WHAT YOU NEED TO DO — Down to the last line, output the records below exactly.
--- WORKING DATA Enclosed Below ---
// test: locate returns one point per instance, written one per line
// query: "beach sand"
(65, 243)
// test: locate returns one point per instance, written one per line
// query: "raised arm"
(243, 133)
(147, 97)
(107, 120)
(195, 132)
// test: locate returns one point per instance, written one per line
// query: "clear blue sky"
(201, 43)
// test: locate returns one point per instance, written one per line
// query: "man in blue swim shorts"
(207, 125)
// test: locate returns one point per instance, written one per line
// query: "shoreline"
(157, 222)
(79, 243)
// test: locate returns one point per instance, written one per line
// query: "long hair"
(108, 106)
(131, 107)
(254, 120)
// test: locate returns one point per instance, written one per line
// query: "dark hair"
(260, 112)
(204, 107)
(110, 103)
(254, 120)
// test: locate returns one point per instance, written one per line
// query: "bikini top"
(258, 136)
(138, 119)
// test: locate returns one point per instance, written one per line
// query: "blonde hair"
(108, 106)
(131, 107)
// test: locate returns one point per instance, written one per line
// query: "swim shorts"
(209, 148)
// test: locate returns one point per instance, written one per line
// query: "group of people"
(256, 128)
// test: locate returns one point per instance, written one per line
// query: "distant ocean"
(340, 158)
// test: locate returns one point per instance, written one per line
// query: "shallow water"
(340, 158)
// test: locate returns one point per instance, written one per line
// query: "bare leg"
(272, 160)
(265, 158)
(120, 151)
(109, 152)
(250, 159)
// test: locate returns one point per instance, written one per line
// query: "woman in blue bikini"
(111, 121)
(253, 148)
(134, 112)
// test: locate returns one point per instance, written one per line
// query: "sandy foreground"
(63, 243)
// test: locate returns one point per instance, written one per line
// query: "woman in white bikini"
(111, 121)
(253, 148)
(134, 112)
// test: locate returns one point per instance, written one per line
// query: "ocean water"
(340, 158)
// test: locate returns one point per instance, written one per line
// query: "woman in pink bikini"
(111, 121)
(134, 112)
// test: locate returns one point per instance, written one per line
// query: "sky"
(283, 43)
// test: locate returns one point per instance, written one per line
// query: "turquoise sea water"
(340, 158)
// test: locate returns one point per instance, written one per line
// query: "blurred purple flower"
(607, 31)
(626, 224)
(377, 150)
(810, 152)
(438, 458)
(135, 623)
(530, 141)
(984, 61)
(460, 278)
--- End of Enclosed WORKING DATA ---
REPLY —
// test: locate returns one point per instance, written one per line
// query: "beach sand"
(65, 243)
// test: locate returns one point per instance, written one per line
// query: "raised arm"
(243, 133)
(147, 97)
(107, 120)
(195, 132)
// test: locate returns one point per instance, written one per line
// query: "clear blue sky"
(201, 43)
// test: locate returns one point per instance, written one per line
// query: "man in blue swim shorts"
(207, 125)
// test: locate returns one point per instance, written one per line
// query: "shoreline"
(157, 222)
(79, 243)
// test: locate returns one point per instance, written one per line
// query: "long hair"
(108, 106)
(131, 107)
(254, 120)
// test: locate returns one point per instance, written one per line
// query: "dark hair"
(260, 112)
(204, 107)
(110, 103)
(254, 120)
// test: locate returns one point per instance, written one per line
// query: "bikini top"
(258, 136)
(138, 119)
// test: locate returns one point per instance, written one per line
// query: "blonde hair"
(108, 106)
(131, 107)
// test: locate returns one point per instance, written one per line
// query: "swim shorts"
(209, 148)
// test: locate returns one point per instance, written one per line
// query: "group of people"
(256, 128)
// test: locate returns one point per instance, written one per line
// query: "distant ocean"
(340, 158)
// test: locate returns one point per instance, written one per line
// query: "shallow water"
(340, 158)
// test: locate returns one point per instance, written one per line
// query: "bare leg"
(272, 160)
(265, 158)
(120, 151)
(109, 152)
(250, 159)
// test: locate returns one point per instance, written one per line
// query: "woman in blue bikini"
(111, 121)
(253, 148)
(134, 112)
// test: locate returns one point per instance, written one per line
// query: "sandy foreground"
(63, 243)
// test: locate returns one point per instance, written one per line
// query: "woman in white bikini"
(111, 121)
(253, 148)
(134, 112)
// test: locate returns one point per instance, written one per line
// query: "ocean water"
(340, 158)
// test: locate returns one point per instance, written one per line
// query: "woman in pink bikini"
(111, 121)
(134, 112)
// test: locate returns one point per instance, written one per line
// query: "sky"
(283, 43)
// test: locate returns one point per instance, written one per line
// query: "turquoise sea water"
(340, 158)
// test: locate returns one point per instance, written one per line
// query: "blurred purple flower"
(607, 31)
(626, 224)
(377, 150)
(810, 152)
(438, 458)
(135, 623)
(530, 141)
(984, 61)
(460, 278)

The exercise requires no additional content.